Records of labeled points
-- BEGIN --

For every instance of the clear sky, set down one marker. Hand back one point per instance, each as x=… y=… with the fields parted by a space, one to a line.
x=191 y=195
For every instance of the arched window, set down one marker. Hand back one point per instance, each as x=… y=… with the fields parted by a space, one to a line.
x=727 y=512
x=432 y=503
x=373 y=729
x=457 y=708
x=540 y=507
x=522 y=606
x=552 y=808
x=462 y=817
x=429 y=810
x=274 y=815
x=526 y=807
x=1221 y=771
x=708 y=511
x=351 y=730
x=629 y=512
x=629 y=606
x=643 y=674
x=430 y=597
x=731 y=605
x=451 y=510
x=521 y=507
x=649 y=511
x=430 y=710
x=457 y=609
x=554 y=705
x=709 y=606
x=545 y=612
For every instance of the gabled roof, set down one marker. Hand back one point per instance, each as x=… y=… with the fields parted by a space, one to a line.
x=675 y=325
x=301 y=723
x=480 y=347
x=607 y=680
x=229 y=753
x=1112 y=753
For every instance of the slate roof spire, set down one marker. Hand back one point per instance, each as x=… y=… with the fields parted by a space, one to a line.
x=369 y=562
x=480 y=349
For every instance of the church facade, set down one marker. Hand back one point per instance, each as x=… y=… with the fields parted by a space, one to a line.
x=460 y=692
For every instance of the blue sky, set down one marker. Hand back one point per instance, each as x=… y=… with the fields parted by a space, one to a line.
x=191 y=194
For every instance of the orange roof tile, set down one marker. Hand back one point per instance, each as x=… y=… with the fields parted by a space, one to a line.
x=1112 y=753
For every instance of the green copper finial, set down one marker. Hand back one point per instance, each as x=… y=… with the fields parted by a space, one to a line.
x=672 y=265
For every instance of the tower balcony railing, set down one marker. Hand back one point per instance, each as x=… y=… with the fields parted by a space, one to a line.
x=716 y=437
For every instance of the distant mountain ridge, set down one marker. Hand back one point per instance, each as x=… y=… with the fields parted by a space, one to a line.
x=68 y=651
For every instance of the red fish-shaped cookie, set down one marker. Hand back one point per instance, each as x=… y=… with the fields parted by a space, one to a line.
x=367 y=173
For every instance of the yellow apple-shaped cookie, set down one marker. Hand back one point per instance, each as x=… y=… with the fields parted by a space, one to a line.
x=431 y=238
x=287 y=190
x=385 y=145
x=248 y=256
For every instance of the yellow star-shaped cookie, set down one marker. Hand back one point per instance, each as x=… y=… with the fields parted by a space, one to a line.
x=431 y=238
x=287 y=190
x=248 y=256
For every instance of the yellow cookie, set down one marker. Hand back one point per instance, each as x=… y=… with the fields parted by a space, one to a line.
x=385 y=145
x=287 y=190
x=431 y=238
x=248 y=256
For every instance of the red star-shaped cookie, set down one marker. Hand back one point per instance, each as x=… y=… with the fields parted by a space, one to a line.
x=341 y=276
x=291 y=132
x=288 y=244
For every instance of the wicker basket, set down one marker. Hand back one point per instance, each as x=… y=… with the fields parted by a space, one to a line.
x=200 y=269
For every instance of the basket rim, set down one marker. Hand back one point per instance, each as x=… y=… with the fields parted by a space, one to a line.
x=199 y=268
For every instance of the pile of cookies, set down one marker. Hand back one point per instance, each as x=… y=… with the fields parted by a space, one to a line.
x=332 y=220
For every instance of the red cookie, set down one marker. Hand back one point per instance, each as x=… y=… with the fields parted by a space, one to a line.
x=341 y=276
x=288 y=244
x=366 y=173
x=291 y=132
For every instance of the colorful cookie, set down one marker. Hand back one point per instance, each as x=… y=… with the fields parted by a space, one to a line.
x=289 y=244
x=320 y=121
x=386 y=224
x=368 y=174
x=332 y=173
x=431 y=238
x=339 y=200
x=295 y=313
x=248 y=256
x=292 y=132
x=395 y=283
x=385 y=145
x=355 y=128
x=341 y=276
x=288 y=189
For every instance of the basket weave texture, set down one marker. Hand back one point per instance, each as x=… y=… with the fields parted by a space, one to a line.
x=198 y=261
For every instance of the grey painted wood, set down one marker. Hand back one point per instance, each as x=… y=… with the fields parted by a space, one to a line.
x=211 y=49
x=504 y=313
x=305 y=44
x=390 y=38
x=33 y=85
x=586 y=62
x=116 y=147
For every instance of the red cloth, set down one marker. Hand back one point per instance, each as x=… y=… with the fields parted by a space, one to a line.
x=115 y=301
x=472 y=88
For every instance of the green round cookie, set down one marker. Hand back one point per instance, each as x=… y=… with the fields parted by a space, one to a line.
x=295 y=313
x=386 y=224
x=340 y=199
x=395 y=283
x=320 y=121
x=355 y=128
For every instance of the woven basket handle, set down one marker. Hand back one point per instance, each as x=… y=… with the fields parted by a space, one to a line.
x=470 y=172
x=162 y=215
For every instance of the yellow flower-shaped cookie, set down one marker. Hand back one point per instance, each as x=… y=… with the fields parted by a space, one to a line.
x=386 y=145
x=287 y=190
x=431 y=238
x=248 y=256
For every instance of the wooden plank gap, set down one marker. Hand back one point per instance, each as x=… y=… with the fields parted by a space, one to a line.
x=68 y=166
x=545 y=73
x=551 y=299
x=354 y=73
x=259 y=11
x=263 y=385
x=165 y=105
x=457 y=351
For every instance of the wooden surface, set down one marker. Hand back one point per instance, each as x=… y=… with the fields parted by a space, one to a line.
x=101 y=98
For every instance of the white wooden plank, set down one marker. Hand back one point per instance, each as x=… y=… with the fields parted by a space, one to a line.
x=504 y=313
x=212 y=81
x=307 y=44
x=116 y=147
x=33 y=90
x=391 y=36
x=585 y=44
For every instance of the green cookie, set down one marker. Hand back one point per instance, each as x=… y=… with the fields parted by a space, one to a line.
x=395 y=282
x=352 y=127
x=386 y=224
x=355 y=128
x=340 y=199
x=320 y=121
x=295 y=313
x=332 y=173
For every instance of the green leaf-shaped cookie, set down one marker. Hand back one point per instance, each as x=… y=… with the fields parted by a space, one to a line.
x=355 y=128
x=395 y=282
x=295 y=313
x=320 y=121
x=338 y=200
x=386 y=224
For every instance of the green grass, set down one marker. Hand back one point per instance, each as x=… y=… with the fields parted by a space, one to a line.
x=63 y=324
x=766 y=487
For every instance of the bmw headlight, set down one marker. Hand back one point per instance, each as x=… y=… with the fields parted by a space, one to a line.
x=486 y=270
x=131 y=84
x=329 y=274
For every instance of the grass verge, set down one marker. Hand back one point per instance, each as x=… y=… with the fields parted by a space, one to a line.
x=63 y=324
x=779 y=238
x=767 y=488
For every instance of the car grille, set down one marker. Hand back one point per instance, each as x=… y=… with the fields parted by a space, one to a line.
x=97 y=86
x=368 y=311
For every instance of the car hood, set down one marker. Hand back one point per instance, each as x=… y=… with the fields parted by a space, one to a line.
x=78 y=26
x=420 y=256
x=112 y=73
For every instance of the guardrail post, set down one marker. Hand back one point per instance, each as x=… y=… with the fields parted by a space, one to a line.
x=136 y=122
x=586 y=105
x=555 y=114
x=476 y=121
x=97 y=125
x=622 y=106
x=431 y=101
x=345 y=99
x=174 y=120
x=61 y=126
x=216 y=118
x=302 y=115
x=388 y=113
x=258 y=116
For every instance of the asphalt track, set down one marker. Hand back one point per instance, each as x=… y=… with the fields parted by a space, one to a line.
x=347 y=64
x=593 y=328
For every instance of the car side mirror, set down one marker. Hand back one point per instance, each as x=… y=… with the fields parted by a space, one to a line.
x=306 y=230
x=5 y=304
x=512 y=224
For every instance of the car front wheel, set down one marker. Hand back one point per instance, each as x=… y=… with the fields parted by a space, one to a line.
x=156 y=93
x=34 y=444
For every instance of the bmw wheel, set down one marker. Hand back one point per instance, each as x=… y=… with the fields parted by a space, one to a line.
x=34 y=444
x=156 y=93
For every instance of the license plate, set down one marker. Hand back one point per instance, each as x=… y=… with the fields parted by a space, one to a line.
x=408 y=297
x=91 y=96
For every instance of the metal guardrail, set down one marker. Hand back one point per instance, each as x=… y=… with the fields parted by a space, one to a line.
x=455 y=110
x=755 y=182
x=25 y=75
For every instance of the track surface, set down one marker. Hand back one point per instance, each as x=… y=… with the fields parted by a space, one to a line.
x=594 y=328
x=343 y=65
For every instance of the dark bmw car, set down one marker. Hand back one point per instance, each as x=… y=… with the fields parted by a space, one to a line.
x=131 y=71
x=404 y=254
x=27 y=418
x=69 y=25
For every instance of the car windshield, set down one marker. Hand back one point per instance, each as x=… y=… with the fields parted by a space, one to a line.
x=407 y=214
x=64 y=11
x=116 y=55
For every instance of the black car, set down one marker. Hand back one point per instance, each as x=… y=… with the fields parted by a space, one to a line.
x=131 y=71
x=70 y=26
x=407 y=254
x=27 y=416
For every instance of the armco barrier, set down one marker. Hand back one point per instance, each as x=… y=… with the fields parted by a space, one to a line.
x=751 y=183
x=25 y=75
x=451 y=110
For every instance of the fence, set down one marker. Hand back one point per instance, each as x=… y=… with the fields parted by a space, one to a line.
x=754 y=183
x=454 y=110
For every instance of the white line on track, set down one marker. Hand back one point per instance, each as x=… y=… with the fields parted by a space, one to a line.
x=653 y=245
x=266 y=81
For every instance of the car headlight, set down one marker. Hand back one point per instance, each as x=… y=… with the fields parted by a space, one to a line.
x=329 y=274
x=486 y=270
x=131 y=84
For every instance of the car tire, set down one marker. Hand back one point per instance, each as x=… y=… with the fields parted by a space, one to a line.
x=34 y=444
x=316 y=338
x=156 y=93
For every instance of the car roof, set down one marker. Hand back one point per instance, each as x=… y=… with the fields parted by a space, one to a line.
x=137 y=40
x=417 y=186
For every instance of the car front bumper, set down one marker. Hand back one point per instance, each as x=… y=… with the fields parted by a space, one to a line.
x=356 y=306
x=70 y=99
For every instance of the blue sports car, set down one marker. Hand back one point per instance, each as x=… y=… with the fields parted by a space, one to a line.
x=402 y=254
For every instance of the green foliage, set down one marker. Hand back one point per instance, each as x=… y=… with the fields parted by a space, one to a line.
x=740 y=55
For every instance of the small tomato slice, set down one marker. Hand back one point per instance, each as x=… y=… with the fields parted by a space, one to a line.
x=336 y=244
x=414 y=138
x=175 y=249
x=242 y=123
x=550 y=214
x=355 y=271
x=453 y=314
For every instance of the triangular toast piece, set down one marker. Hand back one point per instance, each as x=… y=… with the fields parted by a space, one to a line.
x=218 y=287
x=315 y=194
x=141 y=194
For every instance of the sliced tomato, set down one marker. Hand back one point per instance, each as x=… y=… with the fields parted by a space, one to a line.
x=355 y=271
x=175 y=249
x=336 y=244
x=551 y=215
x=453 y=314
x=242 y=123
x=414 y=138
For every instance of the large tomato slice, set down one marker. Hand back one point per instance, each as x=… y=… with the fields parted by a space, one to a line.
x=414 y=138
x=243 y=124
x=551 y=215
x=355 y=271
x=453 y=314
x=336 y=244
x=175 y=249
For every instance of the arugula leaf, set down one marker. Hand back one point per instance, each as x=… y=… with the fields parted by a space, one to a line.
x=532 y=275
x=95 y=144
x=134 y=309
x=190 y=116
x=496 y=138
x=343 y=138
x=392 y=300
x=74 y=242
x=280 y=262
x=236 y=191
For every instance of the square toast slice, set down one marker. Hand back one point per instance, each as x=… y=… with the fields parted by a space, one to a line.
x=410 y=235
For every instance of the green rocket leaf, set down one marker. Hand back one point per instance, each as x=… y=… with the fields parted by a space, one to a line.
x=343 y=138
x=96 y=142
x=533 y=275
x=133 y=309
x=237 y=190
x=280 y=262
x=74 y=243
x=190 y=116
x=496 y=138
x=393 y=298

-- END --

## Problem description:
Give the data again from its start through the line containing "x=191 y=195", replacing "marker" with "pin" and leaving everything else unchanged.

## Finished task:
For every instance of the clear sky, set down one pin. Hand back one point per instance, each as x=… y=… with the fields parted by a space, one to a line.
x=191 y=195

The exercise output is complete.